SUPPLIED DATA:
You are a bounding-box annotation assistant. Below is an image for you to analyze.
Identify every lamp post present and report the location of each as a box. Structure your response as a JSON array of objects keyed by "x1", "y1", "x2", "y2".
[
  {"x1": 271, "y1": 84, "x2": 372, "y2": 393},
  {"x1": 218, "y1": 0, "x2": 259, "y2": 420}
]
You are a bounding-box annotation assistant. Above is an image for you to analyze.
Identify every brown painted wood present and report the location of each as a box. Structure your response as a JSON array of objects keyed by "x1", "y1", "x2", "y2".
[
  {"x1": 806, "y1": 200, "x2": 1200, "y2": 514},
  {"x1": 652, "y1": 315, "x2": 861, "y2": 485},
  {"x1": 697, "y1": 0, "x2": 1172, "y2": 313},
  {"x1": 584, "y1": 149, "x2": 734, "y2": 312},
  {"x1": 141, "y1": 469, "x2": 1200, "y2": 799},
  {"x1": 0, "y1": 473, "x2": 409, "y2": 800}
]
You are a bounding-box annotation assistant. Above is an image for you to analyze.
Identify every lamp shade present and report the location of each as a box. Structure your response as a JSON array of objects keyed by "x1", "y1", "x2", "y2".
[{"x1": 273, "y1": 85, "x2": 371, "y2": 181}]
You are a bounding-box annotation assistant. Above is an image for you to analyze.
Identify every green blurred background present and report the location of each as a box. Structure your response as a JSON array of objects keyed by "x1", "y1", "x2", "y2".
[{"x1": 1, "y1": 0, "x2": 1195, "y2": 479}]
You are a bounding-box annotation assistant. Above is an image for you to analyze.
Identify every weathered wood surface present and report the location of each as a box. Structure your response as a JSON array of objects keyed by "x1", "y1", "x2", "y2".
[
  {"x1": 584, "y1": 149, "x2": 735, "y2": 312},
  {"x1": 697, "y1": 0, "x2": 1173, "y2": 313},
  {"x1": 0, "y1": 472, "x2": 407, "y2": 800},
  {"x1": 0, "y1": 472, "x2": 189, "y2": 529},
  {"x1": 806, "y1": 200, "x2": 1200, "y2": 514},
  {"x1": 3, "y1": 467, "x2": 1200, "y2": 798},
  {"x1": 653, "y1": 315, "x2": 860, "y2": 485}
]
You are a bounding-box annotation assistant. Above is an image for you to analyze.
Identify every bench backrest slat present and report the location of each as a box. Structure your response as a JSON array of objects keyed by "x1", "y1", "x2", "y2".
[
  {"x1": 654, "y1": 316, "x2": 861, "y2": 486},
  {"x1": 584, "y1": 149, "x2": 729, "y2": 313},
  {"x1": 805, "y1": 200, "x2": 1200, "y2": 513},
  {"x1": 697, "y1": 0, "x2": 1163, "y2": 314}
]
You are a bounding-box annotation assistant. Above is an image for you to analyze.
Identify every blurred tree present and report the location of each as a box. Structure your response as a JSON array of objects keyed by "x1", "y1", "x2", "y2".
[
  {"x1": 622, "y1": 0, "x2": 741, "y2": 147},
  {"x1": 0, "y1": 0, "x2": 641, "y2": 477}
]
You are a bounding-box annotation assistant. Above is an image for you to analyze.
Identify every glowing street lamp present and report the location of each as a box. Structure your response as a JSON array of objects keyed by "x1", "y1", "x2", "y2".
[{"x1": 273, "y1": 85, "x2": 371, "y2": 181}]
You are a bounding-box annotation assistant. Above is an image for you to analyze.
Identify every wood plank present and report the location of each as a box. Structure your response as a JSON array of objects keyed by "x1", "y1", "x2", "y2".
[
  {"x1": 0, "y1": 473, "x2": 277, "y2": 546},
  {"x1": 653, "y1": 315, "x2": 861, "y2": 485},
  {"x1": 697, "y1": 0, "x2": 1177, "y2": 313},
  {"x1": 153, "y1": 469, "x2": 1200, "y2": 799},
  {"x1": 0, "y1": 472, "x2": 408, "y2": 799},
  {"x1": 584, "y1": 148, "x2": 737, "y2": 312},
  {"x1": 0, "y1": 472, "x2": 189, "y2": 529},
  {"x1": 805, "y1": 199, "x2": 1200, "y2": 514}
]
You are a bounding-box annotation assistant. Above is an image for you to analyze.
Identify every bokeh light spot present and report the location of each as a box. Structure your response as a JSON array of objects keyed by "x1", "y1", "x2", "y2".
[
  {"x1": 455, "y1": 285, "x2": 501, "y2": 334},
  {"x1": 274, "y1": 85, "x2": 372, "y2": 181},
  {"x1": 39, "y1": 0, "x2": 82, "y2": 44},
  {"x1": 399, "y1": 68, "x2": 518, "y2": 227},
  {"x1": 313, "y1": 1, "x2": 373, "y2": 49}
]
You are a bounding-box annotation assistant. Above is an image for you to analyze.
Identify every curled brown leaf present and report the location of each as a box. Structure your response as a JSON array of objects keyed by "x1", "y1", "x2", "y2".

ASSIGNED TASK: Set the records down again in full, exactly as they read.

YOUR RESPONSE:
You are a bounding-box annotation assistant. Below is an image for you to analyze.
Identify every lamp post present and report the location of each as a box. Structure your response as a JSON array of objects keyed by "x1", "y1", "x2", "y2".
[
  {"x1": 271, "y1": 84, "x2": 372, "y2": 393},
  {"x1": 218, "y1": 0, "x2": 259, "y2": 420}
]
You are a bounding-box annotation assistant. Above is an image for you to analyze.
Identify every brown painted wood present and report the location of each as a box. Structure your response as a JSON array of objects keyed by "x1", "y1", "x2", "y2".
[
  {"x1": 806, "y1": 200, "x2": 1200, "y2": 514},
  {"x1": 652, "y1": 315, "x2": 861, "y2": 485},
  {"x1": 697, "y1": 0, "x2": 1172, "y2": 313},
  {"x1": 584, "y1": 149, "x2": 734, "y2": 312},
  {"x1": 141, "y1": 469, "x2": 1200, "y2": 799},
  {"x1": 0, "y1": 473, "x2": 409, "y2": 800}
]
You are a bounding-box annotation assistant. Above is an image for you to analyze.
Identify every lamp shade present and report the location of each as a box. Structure your response as a JSON array of objects keyed by "x1", "y1", "x2", "y2".
[{"x1": 273, "y1": 85, "x2": 371, "y2": 181}]
You are a bounding-box annotation assistant. Above is an image for you to analyze.
Identify every green blurred background present and report the location of each as a box. Structure your response as a JSON array of objects keyed by "x1", "y1", "x2", "y2".
[{"x1": 1, "y1": 0, "x2": 1195, "y2": 479}]
You are a bounding-box annotation assistant. Above is an image for you to analyze.
Identify every weathered wood surface present and report the location of each as a box. Structure your response as a JSON array of objects keyed by "x1", "y1", "x2", "y2".
[
  {"x1": 584, "y1": 149, "x2": 735, "y2": 312},
  {"x1": 697, "y1": 0, "x2": 1173, "y2": 313},
  {"x1": 0, "y1": 472, "x2": 407, "y2": 800},
  {"x1": 0, "y1": 472, "x2": 189, "y2": 529},
  {"x1": 806, "y1": 200, "x2": 1200, "y2": 514},
  {"x1": 3, "y1": 467, "x2": 1200, "y2": 798},
  {"x1": 653, "y1": 315, "x2": 860, "y2": 485}
]
You are a bounding-box annotation assistant. Above is an image for you to analyze.
Identify every bench backrest slat present and report the location of each as a box. Structure your response as a JSON array of objects keyed by "x1", "y1", "x2", "y2".
[
  {"x1": 654, "y1": 316, "x2": 861, "y2": 486},
  {"x1": 584, "y1": 149, "x2": 729, "y2": 313},
  {"x1": 805, "y1": 200, "x2": 1200, "y2": 513},
  {"x1": 697, "y1": 0, "x2": 1163, "y2": 314}
]
You are a bounding-box annotation assistant. Above is an image for you to analyze.
Identify every blurred tree present and report the location of each as a box. Structure your response as a JSON array of objects keyed by "x1", "y1", "x2", "y2".
[
  {"x1": 622, "y1": 0, "x2": 741, "y2": 147},
  {"x1": 0, "y1": 0, "x2": 641, "y2": 477}
]
You are a bounding-box annotation assistant. Above is an image for you to analyze.
Identify every glowing street lamp present and report the location of each as a box. Structure your response as a JSON array of objects keyed by "x1", "y1", "x2", "y2".
[{"x1": 273, "y1": 85, "x2": 371, "y2": 181}]
You are a bounding-box annotation assistant. Above is an image for you to analyze.
Identify every wood plank present and report the location of each as a box. Structure your response as a JSON array of objects keyed by "x1", "y1", "x2", "y2".
[
  {"x1": 0, "y1": 473, "x2": 277, "y2": 546},
  {"x1": 653, "y1": 315, "x2": 861, "y2": 485},
  {"x1": 697, "y1": 0, "x2": 1177, "y2": 313},
  {"x1": 153, "y1": 469, "x2": 1200, "y2": 799},
  {"x1": 0, "y1": 472, "x2": 408, "y2": 799},
  {"x1": 584, "y1": 148, "x2": 737, "y2": 312},
  {"x1": 0, "y1": 472, "x2": 189, "y2": 529},
  {"x1": 805, "y1": 199, "x2": 1200, "y2": 514}
]
You are a bounding-box annotation assistant. Above is an image for you to analyze.
Identify every bokeh light spot present and report the location of each as a box. Structure your response as a JSON array of objects keyed by "x1", "y1", "x2", "y2".
[
  {"x1": 455, "y1": 285, "x2": 501, "y2": 334},
  {"x1": 274, "y1": 85, "x2": 372, "y2": 181},
  {"x1": 39, "y1": 0, "x2": 82, "y2": 44},
  {"x1": 399, "y1": 68, "x2": 518, "y2": 227},
  {"x1": 313, "y1": 1, "x2": 373, "y2": 49}
]
You are a bounding-box annotation assistant. Above is an image for you to analyze.
Identify every curled brown leaf present and report the location of each as a box. Structure your response as a JSON array of objects keyed by "x1", "y1", "x2", "y2".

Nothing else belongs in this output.